WHAT TO PRODUCE:
Write out the following records exactly, each one in full.

EXERCISE MATERIALS:

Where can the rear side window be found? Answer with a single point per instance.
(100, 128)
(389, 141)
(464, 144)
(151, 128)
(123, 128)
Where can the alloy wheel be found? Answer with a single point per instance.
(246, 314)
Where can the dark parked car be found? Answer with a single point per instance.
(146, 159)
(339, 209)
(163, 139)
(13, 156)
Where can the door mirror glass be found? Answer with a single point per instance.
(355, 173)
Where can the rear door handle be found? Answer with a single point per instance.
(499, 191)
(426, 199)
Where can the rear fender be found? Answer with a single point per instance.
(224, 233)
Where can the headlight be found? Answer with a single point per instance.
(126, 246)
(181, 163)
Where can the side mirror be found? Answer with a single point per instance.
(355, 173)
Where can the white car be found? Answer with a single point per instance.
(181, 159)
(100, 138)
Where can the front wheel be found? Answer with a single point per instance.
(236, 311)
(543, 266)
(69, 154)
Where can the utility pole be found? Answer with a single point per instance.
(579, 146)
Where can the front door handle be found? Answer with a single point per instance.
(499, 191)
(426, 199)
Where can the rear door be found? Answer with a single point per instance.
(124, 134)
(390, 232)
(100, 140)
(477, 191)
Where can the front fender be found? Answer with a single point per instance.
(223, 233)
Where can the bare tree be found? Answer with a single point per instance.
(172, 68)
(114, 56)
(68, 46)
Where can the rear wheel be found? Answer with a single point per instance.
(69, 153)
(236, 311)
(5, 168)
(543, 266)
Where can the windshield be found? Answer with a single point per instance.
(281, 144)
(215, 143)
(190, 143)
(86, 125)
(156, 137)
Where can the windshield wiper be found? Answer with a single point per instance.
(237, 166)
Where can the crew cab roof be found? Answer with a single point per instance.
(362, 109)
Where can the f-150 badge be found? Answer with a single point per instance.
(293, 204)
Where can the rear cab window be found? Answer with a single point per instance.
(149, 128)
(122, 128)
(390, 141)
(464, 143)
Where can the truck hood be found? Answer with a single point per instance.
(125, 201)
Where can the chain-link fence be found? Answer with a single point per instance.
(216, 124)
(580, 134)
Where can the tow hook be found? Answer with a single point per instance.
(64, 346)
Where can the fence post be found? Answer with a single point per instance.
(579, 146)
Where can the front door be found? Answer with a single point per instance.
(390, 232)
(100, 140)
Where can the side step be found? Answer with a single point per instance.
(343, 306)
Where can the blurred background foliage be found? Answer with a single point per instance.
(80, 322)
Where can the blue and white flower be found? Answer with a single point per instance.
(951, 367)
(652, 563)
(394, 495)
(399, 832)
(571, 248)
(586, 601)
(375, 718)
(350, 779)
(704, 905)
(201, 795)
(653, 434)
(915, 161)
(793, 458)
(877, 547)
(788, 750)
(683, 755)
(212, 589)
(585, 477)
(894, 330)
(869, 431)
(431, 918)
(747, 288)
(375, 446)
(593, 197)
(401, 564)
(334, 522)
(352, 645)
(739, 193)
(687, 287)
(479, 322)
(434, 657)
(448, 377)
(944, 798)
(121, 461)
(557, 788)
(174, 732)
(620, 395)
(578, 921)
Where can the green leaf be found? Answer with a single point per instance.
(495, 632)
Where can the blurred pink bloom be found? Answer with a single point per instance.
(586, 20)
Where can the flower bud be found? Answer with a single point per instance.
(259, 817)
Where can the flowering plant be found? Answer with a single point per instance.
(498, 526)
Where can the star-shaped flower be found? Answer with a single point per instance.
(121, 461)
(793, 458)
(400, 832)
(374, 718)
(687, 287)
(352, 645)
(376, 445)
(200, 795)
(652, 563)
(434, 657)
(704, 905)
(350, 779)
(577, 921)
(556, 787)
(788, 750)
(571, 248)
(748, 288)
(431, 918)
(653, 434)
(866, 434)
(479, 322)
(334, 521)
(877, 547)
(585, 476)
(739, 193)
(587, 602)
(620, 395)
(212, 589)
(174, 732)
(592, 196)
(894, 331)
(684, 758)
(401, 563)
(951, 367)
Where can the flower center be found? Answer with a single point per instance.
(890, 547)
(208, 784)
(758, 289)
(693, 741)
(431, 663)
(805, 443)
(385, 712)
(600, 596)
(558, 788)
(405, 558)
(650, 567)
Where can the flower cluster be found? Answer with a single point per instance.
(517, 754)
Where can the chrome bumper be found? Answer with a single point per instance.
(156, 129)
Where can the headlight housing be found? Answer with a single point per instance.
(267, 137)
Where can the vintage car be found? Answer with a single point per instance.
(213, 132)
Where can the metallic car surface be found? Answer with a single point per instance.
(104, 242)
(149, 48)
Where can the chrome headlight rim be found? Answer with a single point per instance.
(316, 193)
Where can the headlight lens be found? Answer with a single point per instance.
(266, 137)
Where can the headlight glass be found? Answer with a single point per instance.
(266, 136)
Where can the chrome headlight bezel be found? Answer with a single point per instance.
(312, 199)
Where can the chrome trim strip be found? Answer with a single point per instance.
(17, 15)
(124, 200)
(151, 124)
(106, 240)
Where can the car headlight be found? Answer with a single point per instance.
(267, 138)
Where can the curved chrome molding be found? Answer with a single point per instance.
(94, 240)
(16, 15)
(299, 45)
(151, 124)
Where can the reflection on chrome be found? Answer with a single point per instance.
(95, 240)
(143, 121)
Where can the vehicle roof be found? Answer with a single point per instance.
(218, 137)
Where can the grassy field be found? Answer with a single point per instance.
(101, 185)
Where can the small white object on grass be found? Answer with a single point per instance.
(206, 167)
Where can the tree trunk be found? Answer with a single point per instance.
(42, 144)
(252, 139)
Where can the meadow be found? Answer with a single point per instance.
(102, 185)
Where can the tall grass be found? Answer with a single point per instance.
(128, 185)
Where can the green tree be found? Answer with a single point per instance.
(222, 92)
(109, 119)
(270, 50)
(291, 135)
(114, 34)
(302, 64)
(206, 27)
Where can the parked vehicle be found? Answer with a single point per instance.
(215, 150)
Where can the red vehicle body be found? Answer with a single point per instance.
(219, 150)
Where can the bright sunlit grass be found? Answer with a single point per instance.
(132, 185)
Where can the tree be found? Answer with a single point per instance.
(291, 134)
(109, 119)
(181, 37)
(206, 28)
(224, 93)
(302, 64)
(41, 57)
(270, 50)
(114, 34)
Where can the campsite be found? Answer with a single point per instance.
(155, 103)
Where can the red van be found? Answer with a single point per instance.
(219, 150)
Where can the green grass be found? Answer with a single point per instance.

TASK RESULT:
Where can the rear side window be found? Answer with a single point per instance.
(100, 128)
(389, 141)
(464, 144)
(151, 128)
(123, 128)
Where can the alloy wheel be found? Answer with a single point per instance.
(246, 314)
Where can the dark parked car be found? Answer with a single point per instance.
(146, 159)
(339, 209)
(163, 139)
(13, 156)
Where can the door mirror glass be found? Answer with a single point per instance.
(355, 173)
Where can the rear door handle be found? Answer with a single point per instance.
(499, 191)
(426, 199)
Where can the rear fender be found? Answer with a single point per instance.
(224, 233)
Where can the headlight be found? Answer with a single point per instance.
(126, 246)
(181, 163)
Where can the side mirror be found? Answer with a single point per instance.
(355, 173)
Where can the white car be found? Answer with a single point per instance.
(181, 159)
(100, 138)
Where can the front wheel be found? Answer with a single point per instance.
(236, 311)
(543, 266)
(69, 154)
Where can the utility pole be found? Answer with a single point per instance.
(579, 146)
Where can the front door handle be found? Answer with a single point per instance.
(499, 191)
(426, 199)
Where can the rear door be found? Answer with a single point per instance.
(124, 134)
(390, 232)
(100, 140)
(477, 191)
Where can the front fender be found? Answer with a single point per instance.
(223, 233)
Where can the bare tree be found? Answer with a single point per instance.
(172, 68)
(114, 56)
(68, 46)
Where can the rear wheel be found? Answer with a single point per instance.
(69, 153)
(236, 311)
(5, 168)
(543, 266)
Where can the windshield be found? Answer with a single point per instance.
(281, 144)
(215, 143)
(190, 143)
(86, 125)
(156, 137)
Where can the windshield wiper be found? Answer with a single point per instance.
(237, 166)
Where can the crew cab roof be found? Answer with a single point per instance.
(362, 109)
Where can the f-150 badge be found? Answer with a single point per instance.
(293, 204)
Where can the rear cab window be found? Answer with a single point per instance.
(149, 128)
(122, 128)
(390, 141)
(464, 143)
Where can the truck hood be found? Answer with a single point per instance.
(125, 201)
Where can the chain-link fence be found? Answer with a single point per instance.
(216, 124)
(580, 134)
Where can the tow hook be found? Answer with a single point per instance.
(64, 346)
Where can the fence post be found? Answer with a single point per instance.
(579, 146)
Where can the front door be found? Answer with a single point per instance.
(390, 232)
(100, 140)
Where can the side step be found? Answer with a single point per instance.
(343, 306)
Where can the blurred background foliage be found? Answer with a single point per instance.
(80, 322)
Where can the blue and white flower be found? Answer with a single point per instance.
(951, 367)
(652, 563)
(394, 495)
(399, 832)
(571, 248)
(586, 601)
(375, 718)
(350, 779)
(704, 905)
(201, 795)
(653, 434)
(915, 161)
(793, 458)
(877, 547)
(788, 750)
(683, 755)
(212, 589)
(585, 477)
(894, 330)
(869, 431)
(431, 918)
(747, 288)
(375, 446)
(593, 197)
(401, 564)
(334, 522)
(352, 645)
(739, 193)
(687, 287)
(479, 322)
(434, 657)
(448, 377)
(944, 798)
(121, 461)
(557, 788)
(174, 732)
(620, 395)
(578, 921)
Where can the green leaf be found? Answer with a single point per instance.
(495, 632)
Where can the blurred pink bloom be found? Answer with a single point per instance.
(586, 20)
Where can the flower bud be found? Answer with a single point per instance.
(259, 817)
Where can the flowering plant be found? Answer with a single point per instance.
(498, 526)
Where can the star-shaped flower be found? Answer with a single point per instance.
(121, 461)
(793, 458)
(400, 832)
(374, 718)
(687, 287)
(352, 645)
(376, 445)
(200, 795)
(652, 563)
(434, 657)
(704, 905)
(350, 779)
(577, 921)
(556, 787)
(788, 750)
(571, 248)
(748, 288)
(431, 918)
(653, 434)
(866, 434)
(479, 322)
(334, 521)
(877, 547)
(585, 476)
(739, 193)
(587, 602)
(620, 395)
(212, 589)
(174, 732)
(592, 196)
(894, 331)
(684, 758)
(401, 563)
(951, 367)
Where can the flower center be found? Answer with a single point per instance.
(890, 547)
(208, 784)
(758, 289)
(693, 741)
(431, 663)
(805, 443)
(385, 712)
(600, 596)
(558, 788)
(405, 558)
(650, 567)
Where can the flower cluster be found? Answer with a single point per instance.
(517, 754)
Where can the chrome bumper be found? Answer with a single point per instance.
(156, 129)
Where can the headlight housing be found? Answer with a single point per instance.
(267, 137)
Where can the vintage car be found? Answer with a single point per instance.
(213, 132)
Where can the metallic car surface be found? Answer with a single point per instance.
(104, 242)
(149, 48)
Where can the chrome headlight rim be found? Answer with a single point per instance.
(316, 193)
Where can the headlight lens be found? Answer with a single point per instance.
(266, 137)
Where can the headlight glass be found? Answer with a single point per instance.
(266, 136)
Where can the chrome headlight bezel be found? Answer with a single point per instance.
(312, 199)
Where can the chrome trim strip be found? Answer with a single point per instance.
(17, 15)
(124, 200)
(151, 124)
(106, 240)
Where can the car headlight be found? Answer with a single point per instance.
(267, 138)
Where can the curved chrome molding be found? Answer with a single point per instance.
(94, 240)
(16, 15)
(299, 45)
(151, 124)
Where can the reflection on chrome be found? Answer with a single point per instance.
(95, 240)
(143, 121)
Where can the vehicle roof be found? Answer with a single point per instance.
(218, 137)
Where can the grassy field be found? Answer with a single point per instance.
(101, 185)
Where can the small white object on grass be found? Answer with a single point per instance.
(206, 167)
Where can the tree trunk be found? Answer with a single point per instance.
(42, 144)
(252, 139)
Where can the meadow be found? Answer with a single point per instance.
(102, 185)
Where can the tall grass be found? Answer with a single point per instance.
(128, 185)
Where can the green tree be found? Answer with a single point per instance.
(222, 92)
(109, 119)
(270, 50)
(291, 135)
(114, 34)
(302, 64)
(206, 27)
Where can the parked vehicle be found? Answer with a single point per instance.
(215, 150)
Where can the red vehicle body be found? Answer with a single point per instance.
(219, 150)
Where can the bright sunlit grass be found? Answer with a single point per instance.
(132, 185)
Where can the tree be found? Answer with a single point per instance.
(291, 134)
(109, 119)
(181, 37)
(206, 28)
(224, 93)
(302, 64)
(41, 57)
(270, 50)
(114, 34)
Where can the campsite be found? Answer with a single point per instance.
(155, 103)
Where can the red van be found? Answer with a single point per instance.
(219, 150)
Where can the green grass be found? Answer with a single point per instance.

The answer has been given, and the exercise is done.